The problem
Retype each line below precisely and omit all images.

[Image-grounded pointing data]

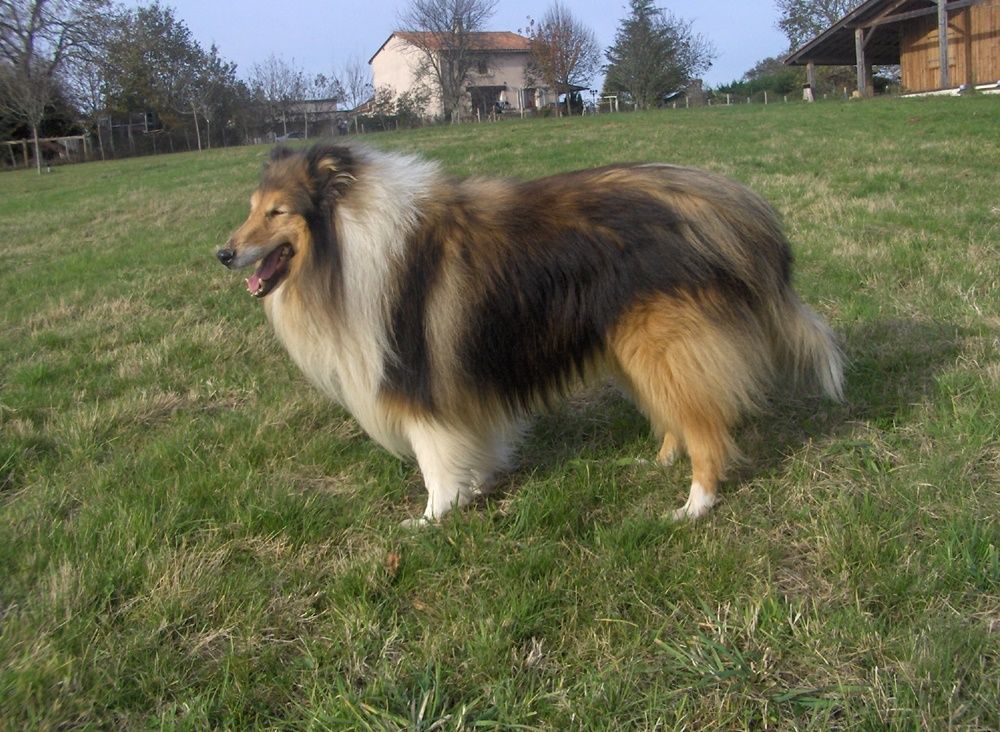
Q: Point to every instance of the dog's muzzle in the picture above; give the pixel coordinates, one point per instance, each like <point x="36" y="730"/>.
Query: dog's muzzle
<point x="226" y="255"/>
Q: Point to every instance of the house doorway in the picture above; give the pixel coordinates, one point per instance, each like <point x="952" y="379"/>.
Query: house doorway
<point x="485" y="99"/>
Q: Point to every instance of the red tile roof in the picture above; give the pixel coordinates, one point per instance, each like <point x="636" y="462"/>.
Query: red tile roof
<point x="499" y="41"/>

Answer space
Q: Point to every instance of the dog's muzzle in the picture above; give the pixel coordinates, one point per instance, each like <point x="36" y="730"/>.
Query: dog's muzzle
<point x="226" y="255"/>
Q: Point to every instance of the house doorway in the picture above; give the pixel coordinates, one point per instance, each like <point x="952" y="379"/>.
Query: house doorway
<point x="485" y="99"/>
Q: Point to every instance of the red tile roof in the picture above; give the pixel coordinates, one point per instance, each like <point x="636" y="462"/>.
Query: red tile roof
<point x="499" y="41"/>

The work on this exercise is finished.